The entries below are to be written out again without alteration.

== == ==

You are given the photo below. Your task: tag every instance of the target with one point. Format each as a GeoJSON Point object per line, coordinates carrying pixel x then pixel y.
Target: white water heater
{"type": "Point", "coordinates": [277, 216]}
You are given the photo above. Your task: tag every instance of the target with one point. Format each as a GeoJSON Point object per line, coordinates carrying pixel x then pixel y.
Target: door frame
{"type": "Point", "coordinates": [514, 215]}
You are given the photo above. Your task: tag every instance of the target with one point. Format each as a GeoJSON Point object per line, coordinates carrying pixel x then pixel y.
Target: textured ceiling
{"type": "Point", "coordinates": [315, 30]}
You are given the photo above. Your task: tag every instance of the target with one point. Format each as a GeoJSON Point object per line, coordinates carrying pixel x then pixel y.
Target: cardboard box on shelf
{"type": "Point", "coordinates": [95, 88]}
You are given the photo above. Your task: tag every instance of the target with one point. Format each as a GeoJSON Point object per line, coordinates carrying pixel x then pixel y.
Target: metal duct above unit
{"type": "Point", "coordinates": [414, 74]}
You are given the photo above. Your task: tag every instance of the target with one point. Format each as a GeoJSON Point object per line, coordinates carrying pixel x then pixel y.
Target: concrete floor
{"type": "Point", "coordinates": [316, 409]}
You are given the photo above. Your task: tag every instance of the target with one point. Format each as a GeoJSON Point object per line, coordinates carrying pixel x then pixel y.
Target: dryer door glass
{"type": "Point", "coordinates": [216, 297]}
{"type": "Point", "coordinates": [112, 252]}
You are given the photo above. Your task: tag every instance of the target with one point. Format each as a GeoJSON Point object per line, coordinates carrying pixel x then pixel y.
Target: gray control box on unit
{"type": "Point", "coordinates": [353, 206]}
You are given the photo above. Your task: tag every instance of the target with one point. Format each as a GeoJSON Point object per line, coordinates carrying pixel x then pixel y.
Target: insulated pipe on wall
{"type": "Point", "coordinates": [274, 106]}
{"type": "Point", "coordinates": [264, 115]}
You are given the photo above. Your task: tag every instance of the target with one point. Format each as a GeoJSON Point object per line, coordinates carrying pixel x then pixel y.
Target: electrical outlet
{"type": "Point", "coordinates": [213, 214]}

== == ==

ANSWER TO THE PROBLEM:
You are given the photo below. Your task: tag every instance of the target with one point. Format each as a GeoJSON Point object per line, coordinates carrying pixel x then pixel y.
Target: white water heater
{"type": "Point", "coordinates": [277, 216]}
You are given the photo above. Your task: tag every instance of the target with one point. Format each as a GeoJSON Point object per line, coordinates carrying pixel x then pixel y.
Target: door frame
{"type": "Point", "coordinates": [514, 215]}
You are given the photo above. Your task: tag every instance of the target with one point. Format each as a GeoJSON Point object per line, coordinates carrying pixel x then pixel y.
Target: textured ceiling
{"type": "Point", "coordinates": [315, 30]}
You are given the photo above. Your task: tag every instance of the target with one point. Format each as a GeoJSON Point object per line, coordinates carrying pixel x then pixel y.
Target: cardboard box on shelf
{"type": "Point", "coordinates": [95, 88]}
You are given the photo above. Your task: tag every instance of the target with one point. Format each as a GeoJSON Point object per line, coordinates carrying pixel x then pixel y.
Target: metal duct above unit
{"type": "Point", "coordinates": [414, 74]}
You are given the photo above. Your task: tag every instance of the target with one point. Format each as a GeoJSON Point object per line, coordinates carrying pixel x then pixel y.
Target: concrete floor
{"type": "Point", "coordinates": [316, 409]}
You are given the photo above. Your task: tag every instance of the target with one point. Format each as a GeoJSON Point object per line, coordinates carrying pixel x then pixel y.
Target: dryer door glass
{"type": "Point", "coordinates": [216, 297]}
{"type": "Point", "coordinates": [112, 252]}
You are given the photo above. Your task: tag every instance of the target with one point. Format each as a GeoJSON Point object per line, coordinates carrying pixel x then pixel y.
Target: gray control box on unit
{"type": "Point", "coordinates": [353, 206]}
You are given the photo above. Your task: tag every instance of the target with one point. Format each as a GeoJSON Point object per line, coordinates carrying pixel x then pixel y.
Target: insulated pipe on wall
{"type": "Point", "coordinates": [274, 106]}
{"type": "Point", "coordinates": [264, 115]}
You are given the photo above. Your task: tag every instance of the target with one point. Format each as a GeoJSON Point object per line, coordinates carrying pixel x then pixel y.
Target: electrical outlet
{"type": "Point", "coordinates": [213, 214]}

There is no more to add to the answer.